### RAW RECORDS
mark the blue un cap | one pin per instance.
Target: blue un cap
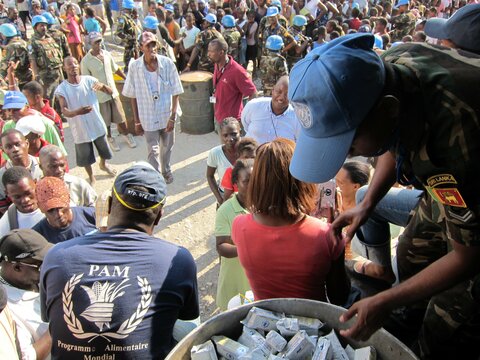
(463, 28)
(144, 175)
(332, 90)
(14, 100)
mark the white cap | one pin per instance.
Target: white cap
(31, 124)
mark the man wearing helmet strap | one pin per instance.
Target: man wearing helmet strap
(201, 45)
(127, 31)
(57, 34)
(46, 58)
(273, 65)
(16, 51)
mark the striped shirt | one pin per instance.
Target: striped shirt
(153, 114)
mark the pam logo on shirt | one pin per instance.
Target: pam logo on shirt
(102, 296)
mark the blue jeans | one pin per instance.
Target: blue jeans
(184, 327)
(372, 240)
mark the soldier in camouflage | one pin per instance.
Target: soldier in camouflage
(201, 45)
(127, 31)
(419, 109)
(46, 58)
(16, 51)
(404, 23)
(273, 65)
(232, 36)
(54, 31)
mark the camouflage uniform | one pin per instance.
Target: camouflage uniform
(232, 37)
(127, 31)
(272, 67)
(17, 50)
(61, 40)
(403, 25)
(292, 56)
(46, 53)
(201, 43)
(261, 27)
(440, 151)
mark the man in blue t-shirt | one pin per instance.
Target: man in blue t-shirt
(118, 294)
(61, 221)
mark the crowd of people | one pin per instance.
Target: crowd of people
(298, 87)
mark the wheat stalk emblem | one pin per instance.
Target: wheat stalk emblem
(101, 308)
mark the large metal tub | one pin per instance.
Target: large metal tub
(228, 323)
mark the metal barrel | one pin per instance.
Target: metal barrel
(228, 324)
(197, 111)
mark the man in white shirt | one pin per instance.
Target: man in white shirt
(266, 119)
(100, 64)
(21, 255)
(189, 32)
(79, 104)
(15, 146)
(154, 85)
(24, 212)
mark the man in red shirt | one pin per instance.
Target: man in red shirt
(230, 81)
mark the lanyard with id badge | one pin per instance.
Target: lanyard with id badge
(154, 86)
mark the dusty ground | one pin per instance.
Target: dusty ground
(190, 210)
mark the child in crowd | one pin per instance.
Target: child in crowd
(246, 149)
(222, 157)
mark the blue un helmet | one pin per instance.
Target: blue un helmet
(228, 21)
(272, 11)
(277, 4)
(128, 4)
(365, 28)
(299, 20)
(212, 19)
(150, 22)
(274, 43)
(39, 19)
(8, 30)
(378, 42)
(49, 17)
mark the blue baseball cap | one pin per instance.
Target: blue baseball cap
(332, 90)
(140, 174)
(401, 3)
(463, 28)
(14, 100)
(272, 11)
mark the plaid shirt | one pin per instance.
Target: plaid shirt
(153, 114)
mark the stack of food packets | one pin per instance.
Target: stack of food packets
(267, 335)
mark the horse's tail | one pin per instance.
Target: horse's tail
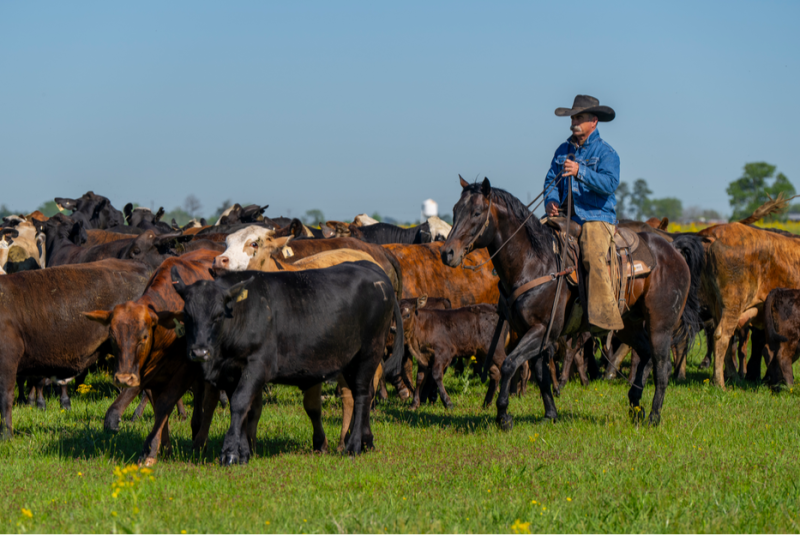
(690, 246)
(769, 319)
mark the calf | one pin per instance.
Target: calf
(43, 333)
(782, 327)
(248, 329)
(435, 337)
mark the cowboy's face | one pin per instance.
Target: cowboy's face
(583, 124)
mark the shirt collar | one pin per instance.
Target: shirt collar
(592, 138)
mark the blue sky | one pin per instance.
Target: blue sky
(361, 106)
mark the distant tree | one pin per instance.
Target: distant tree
(313, 216)
(640, 199)
(671, 207)
(222, 208)
(751, 190)
(623, 194)
(180, 216)
(192, 205)
(48, 208)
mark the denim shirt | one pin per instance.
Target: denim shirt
(597, 180)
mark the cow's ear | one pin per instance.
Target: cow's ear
(177, 281)
(168, 319)
(237, 292)
(100, 316)
(486, 187)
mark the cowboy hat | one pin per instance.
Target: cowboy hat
(588, 105)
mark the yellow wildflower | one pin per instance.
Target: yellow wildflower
(521, 528)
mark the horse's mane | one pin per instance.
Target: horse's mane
(540, 238)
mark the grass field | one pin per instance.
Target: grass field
(719, 462)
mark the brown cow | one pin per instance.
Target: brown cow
(43, 332)
(151, 356)
(782, 327)
(743, 264)
(437, 336)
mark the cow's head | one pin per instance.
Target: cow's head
(131, 328)
(242, 246)
(206, 306)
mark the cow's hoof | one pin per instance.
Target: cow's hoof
(229, 459)
(655, 419)
(505, 422)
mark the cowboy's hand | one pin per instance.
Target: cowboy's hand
(570, 169)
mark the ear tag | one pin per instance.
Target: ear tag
(180, 330)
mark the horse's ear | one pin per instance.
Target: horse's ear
(486, 187)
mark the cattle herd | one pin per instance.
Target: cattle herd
(224, 309)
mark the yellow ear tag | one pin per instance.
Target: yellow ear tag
(180, 330)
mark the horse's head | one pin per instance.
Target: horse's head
(472, 222)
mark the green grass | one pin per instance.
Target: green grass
(719, 462)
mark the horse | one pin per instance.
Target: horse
(658, 313)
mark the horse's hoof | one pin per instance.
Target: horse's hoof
(506, 422)
(229, 459)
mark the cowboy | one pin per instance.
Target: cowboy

### GOAL OF THE EXERCISE
Make an exact reproduction of the listing above, without any pictures.

### OUTPUT FOR THIS TASK
mark the blue un cap | one pin per instance.
Target: blue un cap
(463, 28)
(144, 175)
(332, 90)
(14, 100)
mark the white cap | one pin per instance.
Target: white cap
(31, 124)
mark the man wearing helmet strap | one pin per instance.
Target: man wearing helmet strap
(201, 45)
(127, 31)
(57, 34)
(46, 58)
(273, 65)
(16, 51)
mark the striped shirt | one pin per instance.
Target: striped shirt
(153, 114)
mark the pam logo on shirt | one pin per instance.
Target: pam logo on shirt
(102, 296)
mark the blue jeans | one pin per instance.
Target: blue jeans
(184, 327)
(372, 240)
mark the soldier in camouflage | one pin per instance.
Target: soldier in camouflage
(201, 45)
(127, 31)
(419, 109)
(46, 58)
(16, 51)
(404, 23)
(273, 65)
(232, 36)
(54, 31)
mark the camouflage uniform | one pin per instance.
Target: camouflage uniform
(232, 37)
(127, 31)
(272, 67)
(17, 50)
(61, 40)
(403, 25)
(292, 56)
(46, 53)
(201, 43)
(261, 27)
(440, 151)
mark the man in blue t-shirt | one pin per instance.
Target: man in blue t-shirt
(118, 294)
(61, 221)
mark the crowd of people | one pin per instance.
Target: crowd of people
(298, 87)
mark the wheat stalk emblem | one pin per instance.
Target: wheat stalk emblem
(101, 308)
mark the large metal tub | one pin per instance.
Target: large metal tub
(228, 323)
mark the metal barrel | one pin per instance.
Target: metal barrel
(228, 324)
(197, 111)
mark the man in white shirt | one pin per instance.
Target: man in white shirt
(266, 119)
(100, 64)
(21, 255)
(189, 32)
(79, 104)
(15, 146)
(154, 85)
(24, 212)
mark the man in red shirt | one pin per instance.
Target: man in red shirt
(230, 81)
mark the lanyard with id badge | one pin per instance.
Target: lanyard with id badge
(154, 86)
mark the dusty ground | one pin per instance.
Target: dusty ground
(190, 210)
mark the child in crowd | one pin per instance.
Target: child in crowd
(246, 149)
(222, 157)
mark the blue un helmet | one pin per instance.
Target: blue un helmet
(228, 21)
(272, 11)
(277, 4)
(128, 4)
(365, 28)
(299, 20)
(212, 19)
(150, 22)
(274, 43)
(39, 19)
(8, 30)
(378, 42)
(49, 17)
mark the blue baseball cap | one pin per instance.
Target: blue baseball cap
(332, 90)
(140, 174)
(401, 3)
(463, 28)
(14, 100)
(272, 11)
mark the plaid shirt | one pin per instance.
Target: plaid shirt
(153, 114)
mark the stack of food packets | one pin per instance.
Target: stack of food packets
(267, 335)
mark the horse's tail | one pin per instance.
Target: horse's tail
(690, 246)
(769, 319)
mark the calf | one pin per instance.
Target: calf
(43, 333)
(782, 327)
(248, 329)
(435, 337)
mark the cowboy's face | one pin per instance.
Target: cowboy's face
(583, 124)
mark the shirt collar | one pin per instance.
Target: shirt collar
(592, 138)
mark the blue sky | one pin per instance.
Target: blue sky
(361, 106)
mark the distant tree | one pin per instance.
Target: distant tree
(313, 216)
(640, 199)
(671, 207)
(222, 208)
(751, 190)
(623, 194)
(180, 216)
(192, 205)
(48, 208)
mark the denim shirt | one pin per instance.
Target: denim shirt
(597, 180)
mark the cow's ear | one pin per instance.
Target: cow's ear
(177, 281)
(168, 319)
(237, 292)
(100, 316)
(486, 187)
mark the cowboy hat | one pin per instance.
Target: cowboy hat
(588, 105)
mark the yellow wildflower | one pin per instance.
Target: yellow wildflower
(521, 528)
mark the horse's mane | one pin per instance.
Target: horse's mane
(540, 238)
mark the grass field | one pin per instance.
Target: grass field
(719, 462)
mark the brown cow | one pin per instance.
Target: brown cow
(43, 332)
(151, 356)
(782, 327)
(743, 264)
(437, 336)
mark the cow's head | one pin per instance.
Target: cow's head
(131, 328)
(242, 246)
(206, 306)
mark the cow's hoof | one pin per instance.
Target: cow's hoof
(229, 459)
(655, 419)
(505, 422)
mark the cowboy's hand | one pin per instance.
Target: cowboy's hand
(570, 169)
mark the ear tag | one pin per instance.
Target: ear tag
(180, 330)
mark the horse's ear | one pin per instance.
Target: horse's ear
(486, 187)
mark the cattle herd | one pin per instance.
Target: cattle herd
(224, 309)
mark the yellow ear tag | one pin per instance.
Target: yellow ear tag
(180, 330)
mark the horse's head | one pin per instance.
Target: horse's head
(472, 222)
mark the green grass | one pin per instance.
Target: green grass
(719, 462)
mark the horse | one pin per instance.
Target: horse
(658, 313)
mark the horse's hoof | one pin per instance.
Target: horse's hoof
(506, 422)
(229, 459)
mark the cowboy | one pin per instance.
Target: cowboy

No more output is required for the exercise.